[AIM OF THE TASK]:
Below is a listing to write out in full, exactly as given, without its pictures.

[DATA FOR THIS TASK]:

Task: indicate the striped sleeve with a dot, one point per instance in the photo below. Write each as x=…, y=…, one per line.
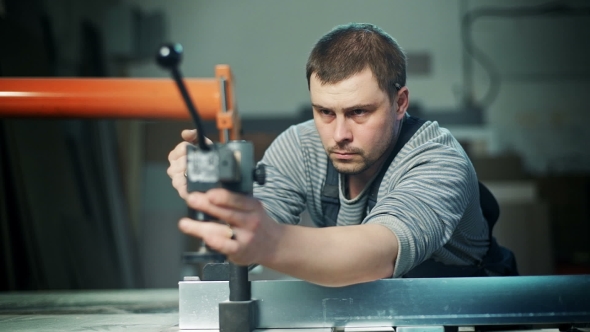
x=283, y=194
x=424, y=195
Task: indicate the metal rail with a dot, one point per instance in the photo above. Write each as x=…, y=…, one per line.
x=398, y=302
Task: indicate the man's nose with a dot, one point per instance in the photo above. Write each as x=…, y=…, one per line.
x=342, y=132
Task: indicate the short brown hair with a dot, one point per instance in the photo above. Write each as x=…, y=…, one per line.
x=349, y=49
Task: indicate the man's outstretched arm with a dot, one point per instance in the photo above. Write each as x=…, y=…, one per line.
x=332, y=256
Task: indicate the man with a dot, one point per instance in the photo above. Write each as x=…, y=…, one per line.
x=427, y=206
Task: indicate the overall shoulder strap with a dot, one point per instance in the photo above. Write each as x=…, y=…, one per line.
x=409, y=127
x=330, y=198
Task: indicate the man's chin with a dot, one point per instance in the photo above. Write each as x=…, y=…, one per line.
x=348, y=168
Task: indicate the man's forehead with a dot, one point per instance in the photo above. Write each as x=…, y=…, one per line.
x=359, y=88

[EXPECTED ANSWER]:
Task: indicate the striped sleeve with a dot, one point per instance in the photo below. Write each as x=…, y=…, one per line.
x=283, y=194
x=424, y=195
Task: indicate the metal rail with a dot, one point per instance in the photo above. Write each as x=…, y=…, one per line.
x=398, y=302
Task: indicate the man's nose with a dot, one point per instance in the photo above. Write each as x=…, y=…, one per line.
x=342, y=132
Task: indicate the short brown hair with a dot, one point per instance in the photo above. Write each as x=…, y=…, one per line.
x=349, y=49
Task: indicate the man's outstretched arm with a dot, one point per instance in the photo above. Write each as x=…, y=…, one per line.
x=332, y=256
Task: indicate the man with a dot, one point per instance in the photo above. Write each as x=…, y=…, one per line.
x=427, y=206
Task: indicate the overall shoulder strap with a dot, one point per instance in the photo above. Write each as x=…, y=…, one per line.
x=409, y=127
x=330, y=198
Task: indicate the man's chin with a dot, one point per instance in the photo above. Write each as x=…, y=…, one per line.
x=348, y=168
Task: indicate the man's forehead with a dot, one point per instance in the photo above. Write each as x=…, y=…, one per line.
x=359, y=88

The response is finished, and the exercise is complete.